#### WHAT THE TASK ASKS:
Would you copy out the passage of the DSPy guide below, word for word, starting at "You have 8 modules" and going up to and including "to achieve that."?

#### TEXT:
Stop Writing Prompts – Start Optimizing Them

Part 2 of 3 — The Foundation Series on Prompt Optimization

A practical guide to DSPy — the framework that treats prompt engineering as a programming problem, not a craft problem.

The problem with hand-written prompts:

In Part 1, we built a great prompt using five parts: Role, Task, Context, Examples, and Format. We saw that better instructions produce better results — consistently.

But here is the problem that every AI product team eventually hits:

You have 8 modules in your pipeline. Each has its own prompt. Your evaluation shows module 3 is underperforming. You tweak its prompt. Module 3 improves. Module 5 gets worse. You fix module 5. Three weeks later, a new dataset exposes gaps in module 2. You start over.

You are spending more time engineering prompts than building product.

This is not a discipline problem. It is a tooling problem. And it has a solution.

The Solution – DSPy

DSPy (Declarative Self-improving Python) is an open-source framework from Stanford NLP, now stewarded by Databricks. Instead of writing prompts, you write Signatures — Python classes that define what goes in and what should come out of an LLM call. Then you run an Optimizer that automatically finds the best prompt to achieve that.

In DSPy, you define what your pipeline does — the modules, the inputs, the outputs, the flow.

The framework handles how to instruct the LLM to do each step. Those instructions — the prompts — are compiled automatically, not written manually, and saved in a JSON file that DSPy loads at runtime to assemble the prompt automatically — you never write or paste the prompt yourself.

You work at a higher level of abstraction, and a compiler handles the low-level details.

Traditional promptingDSPy
You write Role, Task, Examples, Format by handYou define inputs, outputs, and a scoring metric
You iterate by editing strings and re-testingYou iterate by changing the metric and re-compiling
You own the prompt textYou own the structure and the metric
Prompts are brittle across modelsSwap models, re-optimize — same structure works
More modules = more prompts to maintainMore modules = more to optimize together

Before you use DSPy — quick checklist

Before you run a single line of DSPy code, make sure you can check all five boxes:

A defined task — you know exactly what goes in and what should come out. If you cannot fill in a Signature cleanly, the task is not ready yet.

30–50 labeled examples — real inputs paired with correct outputs, covering normal cases and edge cases. This is your training data.

A metric function — a Python function that scores a prediction against a label. If you cannot measure “good,” you cannot optimize for it.

Time and compute — You need to optimize your prompt. Optimization is a one-time cost but a real one. Budget 15–60 minutes of GPU time depending on your optimizer and dataset size.

#### DATASET CONTENT:

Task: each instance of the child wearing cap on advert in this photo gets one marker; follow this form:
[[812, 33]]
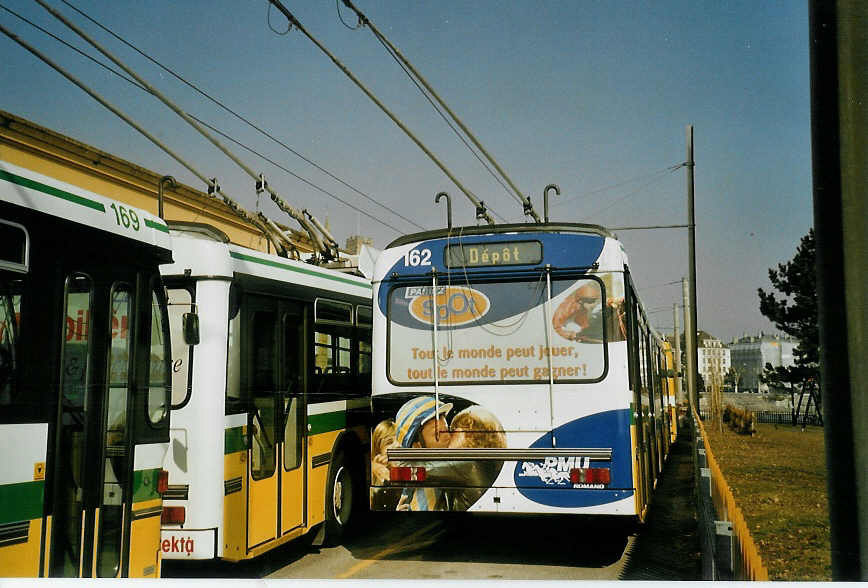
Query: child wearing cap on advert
[[416, 426], [382, 438]]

#### RESULT OF THIS EXERCISE:
You have 8 modules in your pipeline. Each has its own prompt. Your evaluation shows module 3 is underperforming. You tweak its prompt. Module 3 improves. Module 5 gets worse. You fix module 5. Three weeks later, a new dataset exposes gaps in module 2. You start over.

You are spending more time engineering prompts than building product.

This is not a discipline problem. It is a tooling problem. And it has a solution.

The Solution – DSPy

DSPy (Declarative Self-improving Python) is an open-source framework from Stanford NLP, now stewarded by Databricks. Instead of writing prompts, you write Signatures — Python classes that define what goes in and what should come out of an LLM call. Then you run an Optimizer that automatically finds the best prompt to achieve that.